___ Texte du document ___

Tuesday, December 4, 2018

L’agression russe en mer d’Azov. Pourquoi l’Europe est concernée?

Anna Jaillard


Pour la première fois la Russie reconnaît et assume l'agression contre son voisin sans se cacher.


Après l'agression militaire russe du 25 novembre dernier contre des navires ukrainiens dans le détroit de Kertch, les réactions de la communauté internationale restent plus que timides. Fatiguée de cette guerre hybride et interminable où la Russie ne semble faire un moindre effort, l'Europe choisi la tactique de l'autruche et appelle les deux parties du « conflit » à trouver un apaisement.

___

→ Consigne
Transcrivez sans aucune modification le passage de l'article sur l'agression russe en mer d'Azov qui va de « L’agression russe en » jusqu'à « sans se cacher. ». Veuillez vous fonder exclusivement sur le texte ci-dessus.

___ Données présentées ___

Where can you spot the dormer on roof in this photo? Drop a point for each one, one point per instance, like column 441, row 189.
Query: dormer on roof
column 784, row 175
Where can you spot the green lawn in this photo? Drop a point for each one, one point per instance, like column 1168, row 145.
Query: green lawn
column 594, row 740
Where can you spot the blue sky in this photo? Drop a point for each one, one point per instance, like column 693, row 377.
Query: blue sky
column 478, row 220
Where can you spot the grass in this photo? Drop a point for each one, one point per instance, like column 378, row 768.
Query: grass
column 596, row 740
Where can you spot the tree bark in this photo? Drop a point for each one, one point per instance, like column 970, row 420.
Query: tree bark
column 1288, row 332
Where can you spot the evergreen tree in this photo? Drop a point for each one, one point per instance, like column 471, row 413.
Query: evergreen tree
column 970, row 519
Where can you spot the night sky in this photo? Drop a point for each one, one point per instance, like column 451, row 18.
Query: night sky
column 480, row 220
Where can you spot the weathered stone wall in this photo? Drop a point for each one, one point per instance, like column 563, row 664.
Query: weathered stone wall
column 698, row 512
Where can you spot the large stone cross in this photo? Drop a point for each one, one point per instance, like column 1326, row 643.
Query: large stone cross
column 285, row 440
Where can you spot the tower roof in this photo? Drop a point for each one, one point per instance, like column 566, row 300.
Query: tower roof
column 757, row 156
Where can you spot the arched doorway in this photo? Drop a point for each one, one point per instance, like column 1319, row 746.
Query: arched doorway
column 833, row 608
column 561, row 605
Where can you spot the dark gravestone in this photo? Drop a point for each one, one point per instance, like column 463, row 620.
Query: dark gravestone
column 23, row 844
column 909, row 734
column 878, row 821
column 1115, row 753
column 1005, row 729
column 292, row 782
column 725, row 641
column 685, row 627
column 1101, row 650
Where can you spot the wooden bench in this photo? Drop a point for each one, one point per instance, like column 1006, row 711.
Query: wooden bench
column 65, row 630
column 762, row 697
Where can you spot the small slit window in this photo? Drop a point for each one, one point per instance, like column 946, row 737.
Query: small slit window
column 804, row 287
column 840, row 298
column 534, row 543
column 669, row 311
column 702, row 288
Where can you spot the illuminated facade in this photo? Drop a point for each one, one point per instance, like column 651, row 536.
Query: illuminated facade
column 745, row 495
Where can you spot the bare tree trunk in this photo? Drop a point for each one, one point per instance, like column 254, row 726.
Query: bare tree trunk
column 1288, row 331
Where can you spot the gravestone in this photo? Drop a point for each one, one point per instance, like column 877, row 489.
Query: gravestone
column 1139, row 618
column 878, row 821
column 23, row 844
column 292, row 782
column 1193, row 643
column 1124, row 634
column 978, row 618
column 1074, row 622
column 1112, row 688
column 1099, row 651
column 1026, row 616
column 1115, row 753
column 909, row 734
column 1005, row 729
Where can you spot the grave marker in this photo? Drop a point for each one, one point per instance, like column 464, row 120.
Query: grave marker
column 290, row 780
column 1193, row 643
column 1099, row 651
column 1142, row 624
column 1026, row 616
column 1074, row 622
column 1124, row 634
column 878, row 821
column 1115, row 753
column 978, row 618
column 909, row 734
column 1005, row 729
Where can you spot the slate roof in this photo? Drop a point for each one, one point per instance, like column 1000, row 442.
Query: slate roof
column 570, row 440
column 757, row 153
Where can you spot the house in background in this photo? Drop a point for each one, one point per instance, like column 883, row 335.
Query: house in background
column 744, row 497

___

→ Résultat attendu
L’agression russe en mer d’Azov. Pourquoi l’Europe est concernée?

Anna Jaillard


Pour la première fois la Russie reconnaît et assume l'agression contre son voisin sans se cacher.